#### [EXERCISE PROMPT]
Everything from the line with "--detect safety glasses --format json_objects" through the final line below should be copied out exactly, and nothing else should appear.

#### [DATA TO EXAMINE]

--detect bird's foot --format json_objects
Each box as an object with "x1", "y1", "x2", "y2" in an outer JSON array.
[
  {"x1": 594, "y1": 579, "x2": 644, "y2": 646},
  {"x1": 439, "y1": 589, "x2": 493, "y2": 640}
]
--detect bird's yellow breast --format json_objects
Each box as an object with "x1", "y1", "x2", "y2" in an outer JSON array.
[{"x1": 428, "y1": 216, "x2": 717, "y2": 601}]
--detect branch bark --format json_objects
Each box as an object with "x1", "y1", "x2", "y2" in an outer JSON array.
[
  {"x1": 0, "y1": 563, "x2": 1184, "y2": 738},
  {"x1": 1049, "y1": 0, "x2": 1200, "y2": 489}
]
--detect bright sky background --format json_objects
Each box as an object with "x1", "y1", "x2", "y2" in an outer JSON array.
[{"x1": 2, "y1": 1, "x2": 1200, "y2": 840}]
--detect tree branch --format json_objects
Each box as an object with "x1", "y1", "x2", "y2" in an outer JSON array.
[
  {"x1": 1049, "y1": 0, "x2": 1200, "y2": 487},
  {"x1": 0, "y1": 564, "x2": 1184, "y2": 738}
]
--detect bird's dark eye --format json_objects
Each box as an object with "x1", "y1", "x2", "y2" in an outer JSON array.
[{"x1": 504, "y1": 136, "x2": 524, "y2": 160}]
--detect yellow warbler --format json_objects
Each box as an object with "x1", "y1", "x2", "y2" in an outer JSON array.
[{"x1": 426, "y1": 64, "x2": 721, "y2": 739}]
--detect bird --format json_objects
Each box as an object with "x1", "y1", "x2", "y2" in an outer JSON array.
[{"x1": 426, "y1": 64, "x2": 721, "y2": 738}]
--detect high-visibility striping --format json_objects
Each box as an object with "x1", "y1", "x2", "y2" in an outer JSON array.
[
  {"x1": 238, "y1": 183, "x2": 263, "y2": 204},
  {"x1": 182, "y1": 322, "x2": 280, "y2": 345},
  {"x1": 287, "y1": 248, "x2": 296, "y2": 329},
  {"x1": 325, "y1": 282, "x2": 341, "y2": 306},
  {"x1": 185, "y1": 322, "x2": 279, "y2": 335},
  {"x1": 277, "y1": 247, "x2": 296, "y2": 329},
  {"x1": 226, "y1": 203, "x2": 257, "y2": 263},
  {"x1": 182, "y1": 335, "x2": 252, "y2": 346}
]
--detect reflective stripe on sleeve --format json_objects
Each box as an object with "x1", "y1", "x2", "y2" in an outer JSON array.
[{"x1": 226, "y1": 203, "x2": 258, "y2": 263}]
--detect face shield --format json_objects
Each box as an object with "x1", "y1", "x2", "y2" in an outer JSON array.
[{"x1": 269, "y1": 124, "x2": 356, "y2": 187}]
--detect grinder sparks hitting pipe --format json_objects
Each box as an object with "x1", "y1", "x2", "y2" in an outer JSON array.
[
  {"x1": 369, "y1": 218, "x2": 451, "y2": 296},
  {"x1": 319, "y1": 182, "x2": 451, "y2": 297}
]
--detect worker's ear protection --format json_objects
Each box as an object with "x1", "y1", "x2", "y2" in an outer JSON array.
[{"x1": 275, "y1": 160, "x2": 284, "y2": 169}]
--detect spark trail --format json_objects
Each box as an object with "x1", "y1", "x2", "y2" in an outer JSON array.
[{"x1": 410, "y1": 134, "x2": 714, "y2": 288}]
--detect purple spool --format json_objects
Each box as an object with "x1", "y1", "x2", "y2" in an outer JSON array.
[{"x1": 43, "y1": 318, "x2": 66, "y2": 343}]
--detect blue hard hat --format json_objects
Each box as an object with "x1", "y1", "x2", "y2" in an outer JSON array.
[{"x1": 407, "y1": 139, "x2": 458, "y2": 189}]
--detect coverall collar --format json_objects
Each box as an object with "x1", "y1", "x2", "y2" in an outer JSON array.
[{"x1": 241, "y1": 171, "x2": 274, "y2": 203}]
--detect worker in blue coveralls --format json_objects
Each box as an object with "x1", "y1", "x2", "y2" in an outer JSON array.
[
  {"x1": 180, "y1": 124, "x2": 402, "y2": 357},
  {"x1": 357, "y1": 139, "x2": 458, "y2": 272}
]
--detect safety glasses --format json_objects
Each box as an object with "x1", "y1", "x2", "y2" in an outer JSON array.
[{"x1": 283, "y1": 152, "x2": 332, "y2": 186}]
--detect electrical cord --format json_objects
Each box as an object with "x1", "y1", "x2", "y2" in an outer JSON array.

#### [EXERCISE SOLUTION]
--detect safety glasses --format json_objects
Each box as an object with "x1", "y1", "x2", "y2" in an outer JSON array.
[{"x1": 283, "y1": 152, "x2": 332, "y2": 186}]
--detect electrical cord --format json_objects
Each box as an object with "x1", "y1", "x2", "y2" in an outer JSON array.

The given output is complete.